- Exercise instructions -
Would you return all of this data exactly, leaving nothing out?

- Input records -
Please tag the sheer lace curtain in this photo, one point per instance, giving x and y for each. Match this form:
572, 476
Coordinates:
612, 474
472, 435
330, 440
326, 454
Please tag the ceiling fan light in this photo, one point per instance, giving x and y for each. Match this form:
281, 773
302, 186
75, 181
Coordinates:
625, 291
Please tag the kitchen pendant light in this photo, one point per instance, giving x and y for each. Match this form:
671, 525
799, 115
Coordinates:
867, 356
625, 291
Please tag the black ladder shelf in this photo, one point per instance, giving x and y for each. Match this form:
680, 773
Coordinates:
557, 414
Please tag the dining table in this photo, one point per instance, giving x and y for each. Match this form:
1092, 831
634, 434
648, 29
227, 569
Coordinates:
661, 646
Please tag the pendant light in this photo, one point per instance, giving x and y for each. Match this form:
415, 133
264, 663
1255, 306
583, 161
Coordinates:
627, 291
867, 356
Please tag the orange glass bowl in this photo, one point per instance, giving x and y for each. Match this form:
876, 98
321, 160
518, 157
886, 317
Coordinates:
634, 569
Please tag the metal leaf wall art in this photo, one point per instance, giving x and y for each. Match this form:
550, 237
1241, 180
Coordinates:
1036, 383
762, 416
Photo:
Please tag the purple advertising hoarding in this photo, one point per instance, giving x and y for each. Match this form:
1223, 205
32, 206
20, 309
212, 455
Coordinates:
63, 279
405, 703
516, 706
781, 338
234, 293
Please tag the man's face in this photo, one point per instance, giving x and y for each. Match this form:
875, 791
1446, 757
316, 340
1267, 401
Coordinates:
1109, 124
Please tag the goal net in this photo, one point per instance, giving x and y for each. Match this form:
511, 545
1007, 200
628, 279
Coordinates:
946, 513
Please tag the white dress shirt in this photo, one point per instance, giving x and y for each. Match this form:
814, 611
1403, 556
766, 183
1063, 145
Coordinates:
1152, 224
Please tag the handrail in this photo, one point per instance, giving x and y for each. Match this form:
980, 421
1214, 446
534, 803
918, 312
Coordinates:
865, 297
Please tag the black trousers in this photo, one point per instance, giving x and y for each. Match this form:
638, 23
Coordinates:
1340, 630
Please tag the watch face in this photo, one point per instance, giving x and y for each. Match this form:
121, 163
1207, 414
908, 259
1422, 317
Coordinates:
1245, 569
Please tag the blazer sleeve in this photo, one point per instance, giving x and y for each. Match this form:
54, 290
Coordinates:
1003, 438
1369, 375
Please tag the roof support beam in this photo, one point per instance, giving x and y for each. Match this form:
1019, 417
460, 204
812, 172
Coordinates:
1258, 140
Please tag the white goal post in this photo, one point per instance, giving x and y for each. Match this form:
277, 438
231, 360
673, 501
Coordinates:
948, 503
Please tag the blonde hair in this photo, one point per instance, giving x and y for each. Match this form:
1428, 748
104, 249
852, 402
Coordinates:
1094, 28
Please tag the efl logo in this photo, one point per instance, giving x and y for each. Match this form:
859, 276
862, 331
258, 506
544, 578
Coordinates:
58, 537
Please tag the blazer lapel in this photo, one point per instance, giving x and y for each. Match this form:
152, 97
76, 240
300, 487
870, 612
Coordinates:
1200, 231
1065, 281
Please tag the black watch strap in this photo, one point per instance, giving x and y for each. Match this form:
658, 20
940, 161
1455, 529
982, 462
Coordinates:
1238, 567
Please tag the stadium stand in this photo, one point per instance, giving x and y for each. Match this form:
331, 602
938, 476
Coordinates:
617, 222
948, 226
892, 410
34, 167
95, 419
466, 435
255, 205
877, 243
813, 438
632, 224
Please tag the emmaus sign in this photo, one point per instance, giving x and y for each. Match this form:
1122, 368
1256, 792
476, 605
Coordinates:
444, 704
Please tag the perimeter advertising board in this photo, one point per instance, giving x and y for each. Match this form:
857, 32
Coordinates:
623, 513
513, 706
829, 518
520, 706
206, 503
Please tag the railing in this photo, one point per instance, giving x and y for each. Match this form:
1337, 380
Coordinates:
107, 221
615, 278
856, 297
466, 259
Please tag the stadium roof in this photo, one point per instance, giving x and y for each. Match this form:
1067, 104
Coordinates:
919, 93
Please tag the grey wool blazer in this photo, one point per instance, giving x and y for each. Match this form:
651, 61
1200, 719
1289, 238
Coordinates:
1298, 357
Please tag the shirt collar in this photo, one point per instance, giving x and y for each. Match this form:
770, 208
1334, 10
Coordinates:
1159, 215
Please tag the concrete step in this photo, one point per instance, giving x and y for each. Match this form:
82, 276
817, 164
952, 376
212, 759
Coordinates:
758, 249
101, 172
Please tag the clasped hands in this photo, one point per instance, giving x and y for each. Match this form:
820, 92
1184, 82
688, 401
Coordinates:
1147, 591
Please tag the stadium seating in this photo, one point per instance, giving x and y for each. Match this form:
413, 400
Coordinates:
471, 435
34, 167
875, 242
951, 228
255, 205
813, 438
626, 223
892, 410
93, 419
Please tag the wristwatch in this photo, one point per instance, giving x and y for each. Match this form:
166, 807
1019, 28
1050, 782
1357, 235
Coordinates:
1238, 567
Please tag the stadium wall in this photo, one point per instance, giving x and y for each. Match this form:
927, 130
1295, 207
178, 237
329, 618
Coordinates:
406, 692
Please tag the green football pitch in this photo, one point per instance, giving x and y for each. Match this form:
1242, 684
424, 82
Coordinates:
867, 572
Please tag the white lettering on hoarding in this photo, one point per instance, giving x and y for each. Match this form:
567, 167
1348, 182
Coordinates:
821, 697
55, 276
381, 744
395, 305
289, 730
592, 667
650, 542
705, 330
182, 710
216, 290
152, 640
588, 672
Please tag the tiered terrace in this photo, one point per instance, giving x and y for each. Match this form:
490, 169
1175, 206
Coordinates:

- Final answer -
Please tag the sheer lace curtain in this photo, one point per instance, giving x and y for each. Match this form:
572, 476
Coordinates:
612, 474
472, 435
330, 440
326, 454
Please tag the ceiling fan light in this photo, one point per instance, giving x and y for each. Match this form:
281, 773
302, 186
75, 181
Coordinates:
625, 291
Please tag the kitchen pendant light in this photo, one point per instance, giving x and y for each. Match this form:
671, 525
799, 115
Coordinates:
867, 356
625, 291
Please tag the black ladder shelf in this photo, one point per instance, giving x and y for each. Match this form:
680, 773
Coordinates:
557, 414
Please tag the dining table in this photo, one point per instance, giving x and y for each. Match this form:
1092, 831
634, 434
648, 29
227, 569
Coordinates:
661, 646
Please tag the pendant light in this photo, one point per instance, giving x and y for each. Match this form:
415, 133
264, 663
1255, 306
583, 161
Coordinates:
627, 291
867, 356
Please tag the orange glass bowl in this photo, one point per instance, giving x and y for each. Match this form:
876, 98
321, 160
518, 157
886, 317
Coordinates:
634, 569
Please tag the metal leaf wall art in this photo, one point per instance, giving x and y for each. Match this form:
550, 237
1241, 180
Coordinates:
1036, 383
762, 416
Photo:
Please tag the purple advertising hoarding in this photo, one point per instance, giving x and y for each. Match this form:
1223, 205
32, 206
20, 309
212, 455
Coordinates:
63, 279
405, 703
516, 706
781, 338
234, 293
Please tag the man's face in this photo, one point per instance, giving x and y for each. Match this form:
875, 791
1446, 757
316, 340
1267, 401
Coordinates:
1109, 124
Please tag the goal net in this photo, one point per instance, giving x and y for each. Match this form:
511, 545
1007, 200
628, 279
Coordinates:
946, 513
Please tag the white dress shirt in this photo, one point per instance, giving x and y for each. Match this form:
814, 611
1403, 556
766, 183
1063, 145
Coordinates:
1152, 224
Please tag the handrail in this photo, one point per instance, giving x and y for each. Match this form:
980, 421
1214, 446
534, 803
918, 312
Coordinates:
865, 297
Please tag the black trousers in this photo, one point per instance, giving x and y for each. Match this form:
638, 23
Coordinates:
1340, 630
Please tag the watch face in this photo, one point per instance, giving x and y for each. Match this form:
121, 163
1207, 414
908, 259
1422, 317
Coordinates:
1245, 569
Please tag the blazer sleeve in this photo, one point per instance, giving x and y for each. Match this form:
54, 290
Coordinates:
1003, 438
1369, 375
Please tag the roof support beam in this photo, one point per instance, giving x and y for each. Match this form:
1019, 417
460, 204
812, 172
Coordinates:
1258, 140
Please tag the white goal post in this photo, one point per instance, giving x and y for each. Match this form:
277, 438
231, 360
673, 501
Coordinates:
948, 503
Please tag the blonde hair in this photo, one point per instance, giving x and y for each. Match this form:
1428, 748
104, 249
852, 402
Coordinates:
1094, 28
Please tag the efl logo in this photo, one point per instance, giving x and y for each. Match this form:
859, 276
862, 331
258, 506
544, 578
Coordinates:
58, 537
Please tag the blazer lapel in this photo, one point per instance, giving x and y for each. Match this form:
152, 97
76, 240
300, 487
870, 612
Coordinates:
1200, 231
1065, 281
Please tag the black watch strap in this photo, one point per instance, giving x and y for each. Match this form:
658, 20
940, 161
1455, 529
982, 462
Coordinates:
1238, 567
Please tag the stadium stand in this photo, one point per instance, giving x and y for each. Match this form:
331, 602
938, 476
Coordinates:
617, 222
948, 226
892, 410
34, 167
95, 419
466, 435
255, 205
877, 243
813, 438
632, 224
Please tag the emmaus sign in this photo, one point per instance, giving x and y for each. Match this form:
1122, 368
1256, 792
476, 605
Coordinates:
444, 704
Please tag the perimeter advertising board in this photo, one point per instance, giving x and y for each. Match this form:
857, 32
Coordinates:
623, 513
513, 706
829, 518
520, 706
206, 503
Please tag the railing in this photo, one point per instance, giving x and y for each. Match this form:
1337, 380
Coordinates:
107, 221
615, 278
856, 297
466, 259
Please tag the stadium roof in this photo, one point per instance, giving x and y for each. Match this form:
1067, 104
Coordinates:
919, 93
Please tag the grey wool blazer in this photo, one point per instance, giving x and y for each. Match this form:
651, 61
1200, 719
1289, 238
Coordinates:
1298, 357
Please tag the shirt collar in this photo, one point per instance, giving x and y for each. Match this form:
770, 208
1334, 10
Coordinates:
1159, 215
Please tag the concrete step in this photo, one point per instance, giving x and y for each. Match this form:
82, 276
817, 164
952, 376
212, 759
Coordinates:
758, 249
101, 172
Please tag the clasped hands in this photo, one point per instance, giving x and y for each. Match this form:
820, 92
1184, 82
688, 401
Coordinates:
1147, 591
Please tag the stadium seating in this photo, one point per instance, giving x and y for each. Match this form:
413, 400
Coordinates:
471, 435
34, 167
875, 242
951, 228
255, 205
813, 438
626, 223
892, 410
93, 419
Please tag the wristwatch in this photo, one point per instance, giving x and y for each. Match this form:
166, 807
1019, 28
1050, 782
1357, 235
Coordinates:
1238, 567
Please tag the stadium wall in this photo, one point per instance, giving x and y for each. Match this form:
927, 130
1295, 207
178, 237
329, 618
Coordinates:
406, 692
Please tag the green football pitch in this photo, one point per instance, giving x and y for each. Match this form:
1242, 684
424, 82
Coordinates:
867, 572
Please tag the white lettering on hoarding in this photo, one point per instance, giving x and y for each. Match this form:
567, 167
1348, 182
Coordinates:
821, 697
55, 276
381, 744
395, 305
289, 730
592, 667
650, 542
705, 330
182, 710
216, 290
152, 640
588, 672
Please tag the tiered terrace in this photo, one point per instance, giving x and y for each. Match this form:
490, 169
1175, 206
Coordinates:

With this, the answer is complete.